*** Opening of EXCERPTED TEXT ***

Now let’s talk about that salt and ice mixture

Also, everything next also applies to the effect the sweeteners have on the ice in the ice cream itself.

In order to properly freeze your ice cream, you need something colder than freezing point of water to crystallize the ice in the cream. Regular ice won’t work, because it is exactly the freezing point of water. So if you don’t have an ice cream maker handy, you add salt to your ice. When salt hits ice (technically, when it hits the thin layer of liquid water on the outside of most ice you’ll deal with), it dissolves into two parts called ions. The ions float around in the water and get in the way of the water molecules, which is a problem when those molecules try to hook up and form solid ice. Which means that salt added to ice actually allows it to get colder than normal ice because it lowers its freezing point. This, incidentally, is why ocean water stays liquid even in very cold temperatures.

So you have your ice cream mixture that, thanks to the sugar, has a slightly lower freezing point than plain water, and you have your ice/salt which has a much lower freezing point than plain water, and you stick the cream in the ice, massage it to break up the ice crystals and spread out the fat particles and mix in some air, and all the while the salty ice is sucking heat from the mixture, cooling it down and thickening it into one of the most delicious of summer treats. And that, folks, is how ice cream do.

Turn your Snow Day into Ice Cream Day

With just a few tweaks, you can turn your Snow Day into an Ice Cream Day! Use clean snow to freeze your ice cream. We do not recommend eating the snow itself.

Here's what you do:


  • 1 Cup half and half or ½ Cup milk and ½ Cup cream
  • 2 Tablespoons sugar
  • ½ tsp of vanilla extract (optional)
  • 1 Quart sized zip top bag
  • 1 Gallon sized zip top bag
  • Salt—kosher salt or rock salt works the best
  • Snow—a lot of snow!
  • Gloves or oven mitts

How to make Snow Day Ice Cream

  1. Gather enough snow to fill a gallon sized zip-top bag, and be ready to gather more!
  2. Mix the half and half, sugar and vanilla extract in the quart sized bag.   Seal the bag tightly, removing as much air from the bag as possible.
  3. Fill the gallon sized bag half full with snow, and add 1-2 tablespoons of salt.  Place the bag of ice cream mix inside the gallon sized bag.

*** Close of EXCERPTED TEXT ***
*** Opening of RECORD EXCERPTS ***

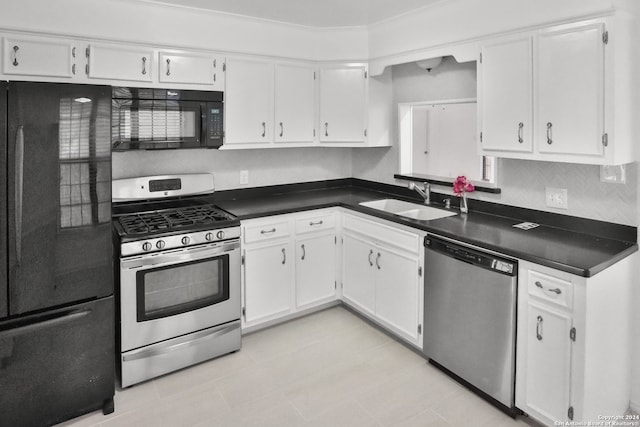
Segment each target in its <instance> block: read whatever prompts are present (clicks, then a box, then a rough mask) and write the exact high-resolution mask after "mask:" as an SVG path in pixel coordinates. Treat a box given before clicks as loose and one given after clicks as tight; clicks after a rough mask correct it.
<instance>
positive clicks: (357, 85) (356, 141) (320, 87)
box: [319, 65, 368, 145]
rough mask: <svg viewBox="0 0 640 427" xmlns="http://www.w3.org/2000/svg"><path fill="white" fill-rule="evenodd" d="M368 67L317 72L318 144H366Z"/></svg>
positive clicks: (361, 67) (325, 66) (320, 70)
mask: <svg viewBox="0 0 640 427" xmlns="http://www.w3.org/2000/svg"><path fill="white" fill-rule="evenodd" d="M367 108H368V106H367V67H366V65H355V66H344V65H340V66H323V67H321V68H320V129H319V132H320V142H321V143H351V144H353V143H356V144H357V145H364V144H365V143H366V141H367V137H366V134H367Z"/></svg>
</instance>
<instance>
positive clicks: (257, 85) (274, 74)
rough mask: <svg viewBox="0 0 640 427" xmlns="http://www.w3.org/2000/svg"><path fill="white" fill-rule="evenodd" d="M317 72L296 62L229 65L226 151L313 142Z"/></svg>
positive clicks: (252, 62)
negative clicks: (237, 149)
mask: <svg viewBox="0 0 640 427" xmlns="http://www.w3.org/2000/svg"><path fill="white" fill-rule="evenodd" d="M314 72H315V69H314V68H313V67H312V66H309V65H306V64H303V63H300V64H291V63H273V62H269V61H260V60H253V59H244V58H230V59H229V60H228V61H227V73H226V74H227V76H226V90H225V93H226V98H225V104H226V105H225V109H226V128H225V129H226V131H225V133H226V140H225V146H224V148H225V149H233V148H267V147H274V146H276V145H280V146H286V147H294V146H295V147H300V146H305V145H311V144H313V143H314V141H315V138H314V123H315V92H316V89H315V88H316V85H315V79H314Z"/></svg>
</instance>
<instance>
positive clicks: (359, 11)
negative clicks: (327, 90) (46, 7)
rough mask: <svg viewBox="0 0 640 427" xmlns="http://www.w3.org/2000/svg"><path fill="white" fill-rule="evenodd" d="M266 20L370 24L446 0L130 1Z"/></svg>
mask: <svg viewBox="0 0 640 427" xmlns="http://www.w3.org/2000/svg"><path fill="white" fill-rule="evenodd" d="M133 1H143V2H146V3H159V4H168V5H176V6H184V7H190V8H197V9H206V10H216V11H221V12H227V13H233V14H238V15H245V16H251V17H257V18H263V19H269V20H274V21H280V22H288V23H292V24H299V25H305V26H310V27H350V26H361V25H370V24H373V23H376V22H380V21H383V20H385V19H388V18H392V17H395V16H398V15H402V14H404V13H407V12H410V11H412V10H416V9H420V8H423V7H425V6H429V5H431V4H434V3H439V2H443V1H448V0H133Z"/></svg>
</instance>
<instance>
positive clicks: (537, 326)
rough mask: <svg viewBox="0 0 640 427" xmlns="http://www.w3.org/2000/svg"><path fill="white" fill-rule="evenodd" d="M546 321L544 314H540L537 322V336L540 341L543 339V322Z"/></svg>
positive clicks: (536, 337)
mask: <svg viewBox="0 0 640 427" xmlns="http://www.w3.org/2000/svg"><path fill="white" fill-rule="evenodd" d="M543 321H544V319H543V318H542V316H538V320H537V323H536V338H537V339H538V341H542V322H543Z"/></svg>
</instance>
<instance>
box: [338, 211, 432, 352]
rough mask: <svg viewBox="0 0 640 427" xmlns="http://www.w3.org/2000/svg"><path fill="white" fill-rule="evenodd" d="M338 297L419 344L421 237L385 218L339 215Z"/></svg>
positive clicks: (420, 334)
mask: <svg viewBox="0 0 640 427" xmlns="http://www.w3.org/2000/svg"><path fill="white" fill-rule="evenodd" d="M343 230H344V234H343V247H342V253H343V271H342V298H343V300H344V302H345V303H347V304H348V305H350V306H351V307H353V308H354V309H356V310H358V311H360V312H361V313H362V314H364V315H366V316H368V317H370V318H371V319H372V320H374V321H375V322H377V323H379V324H380V325H382V326H383V327H385V328H386V329H388V330H389V331H391V332H393V333H394V334H395V335H397V336H398V337H400V338H402V339H404V340H405V341H407V342H409V343H410V344H412V345H414V346H416V347H419V348H421V347H422V306H423V301H422V295H423V293H422V292H423V280H422V258H423V254H424V252H423V250H422V246H421V241H422V238H421V237H422V236H421V235H420V234H419V233H418V232H417V231H416V232H410V231H407V230H405V229H404V228H402V227H400V226H398V227H396V226H394V225H392V223H389V222H386V221H372V220H370V219H367V218H362V217H357V216H355V215H351V214H344V215H343Z"/></svg>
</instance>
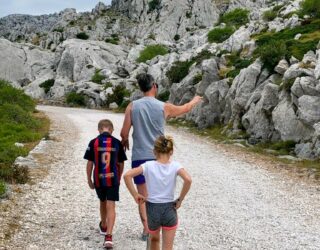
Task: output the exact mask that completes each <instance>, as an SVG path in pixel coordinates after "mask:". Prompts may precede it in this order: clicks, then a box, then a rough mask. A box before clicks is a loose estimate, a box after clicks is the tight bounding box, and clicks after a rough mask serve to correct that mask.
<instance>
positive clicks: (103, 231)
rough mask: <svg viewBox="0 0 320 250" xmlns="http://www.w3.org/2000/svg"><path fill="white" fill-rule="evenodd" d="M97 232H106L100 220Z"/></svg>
mask: <svg viewBox="0 0 320 250" xmlns="http://www.w3.org/2000/svg"><path fill="white" fill-rule="evenodd" d="M99 232H100V234H102V235H106V234H107V227H103V226H102V222H101V221H100V223H99Z"/></svg>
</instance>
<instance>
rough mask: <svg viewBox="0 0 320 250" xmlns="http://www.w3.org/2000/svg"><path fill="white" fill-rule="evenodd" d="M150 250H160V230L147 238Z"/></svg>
mask: <svg viewBox="0 0 320 250" xmlns="http://www.w3.org/2000/svg"><path fill="white" fill-rule="evenodd" d="M149 241H150V242H149V243H150V250H160V230H158V231H157V232H156V233H152V234H150V236H149Z"/></svg>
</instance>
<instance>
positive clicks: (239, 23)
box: [219, 8, 249, 27]
mask: <svg viewBox="0 0 320 250" xmlns="http://www.w3.org/2000/svg"><path fill="white" fill-rule="evenodd" d="M248 15H249V10H246V9H241V8H237V9H234V10H232V11H230V12H227V13H225V14H223V15H222V16H220V19H219V23H225V24H227V25H229V26H235V27H240V26H242V25H244V24H246V23H248V22H249V17H248Z"/></svg>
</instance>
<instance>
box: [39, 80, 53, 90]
mask: <svg viewBox="0 0 320 250" xmlns="http://www.w3.org/2000/svg"><path fill="white" fill-rule="evenodd" d="M53 85H54V79H49V80H46V81H44V82H43V83H41V84H40V85H39V87H41V88H43V89H44V92H45V93H46V94H47V93H48V92H49V91H50V89H51V87H52V86H53Z"/></svg>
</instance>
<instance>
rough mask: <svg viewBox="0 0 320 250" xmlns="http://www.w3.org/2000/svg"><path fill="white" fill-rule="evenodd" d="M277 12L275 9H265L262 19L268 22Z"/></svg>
mask: <svg viewBox="0 0 320 250" xmlns="http://www.w3.org/2000/svg"><path fill="white" fill-rule="evenodd" d="M277 15H278V13H277V12H276V11H274V10H273V9H272V10H267V11H265V12H264V13H263V17H262V18H263V20H264V21H267V22H270V21H272V20H274V19H275V18H276V17H277Z"/></svg>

*** Close of RECORD EXCERPTS ***

**WORK INSTRUCTIONS**
In the ice cream text, which supplies are listed under "Here's what you do:"?

**EXPECTED OUTPUT**
- 1 cup half and half, or ½ cup milk and ½ cup cream
- 2 tablespoons sugar
- ½ tsp vanilla extract (optional)
- 1 quart-sized zip top bag
- 1 gallon-sized zip top bag
- Salt (kosher salt or rock salt works best)
- Snow (a lot of it)
- Gloves or oven mitts